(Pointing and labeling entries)
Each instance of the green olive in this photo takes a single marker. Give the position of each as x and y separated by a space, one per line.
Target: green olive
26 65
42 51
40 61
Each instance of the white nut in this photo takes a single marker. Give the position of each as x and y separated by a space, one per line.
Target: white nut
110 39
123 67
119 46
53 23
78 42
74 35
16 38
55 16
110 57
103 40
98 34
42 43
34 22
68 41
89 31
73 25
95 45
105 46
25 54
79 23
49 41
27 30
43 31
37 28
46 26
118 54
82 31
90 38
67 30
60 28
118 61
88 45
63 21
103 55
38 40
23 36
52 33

### Challenge
Please recast every line of the listing above as a numbered list, skipping blank lines.

### Final result
1. Each instance of the green olive in this photo takes a single marker. Give the position of each as x and y separated by a space, one per line.
2. Target: green olive
3. 26 65
4. 42 51
5. 40 61
6. Each instance of the white nut in this photo takes a single marker. Give the position of each as x and y separated by a space, one per line.
7. Target: white nut
8. 110 39
9. 123 67
10. 119 46
11. 53 23
12. 78 42
13. 74 35
14. 16 38
15. 55 16
16. 110 57
17. 103 40
18. 98 34
19. 42 43
20. 34 22
21. 68 41
22. 89 31
23. 73 25
24. 95 45
25. 105 46
26. 25 54
27. 79 23
28. 49 41
29. 27 30
30. 43 31
31. 37 28
32. 46 26
33. 118 54
34. 82 31
35. 90 38
36. 67 30
37. 60 28
38. 118 61
39. 88 45
40. 63 21
41. 103 55
42. 38 40
43. 23 36
44. 52 33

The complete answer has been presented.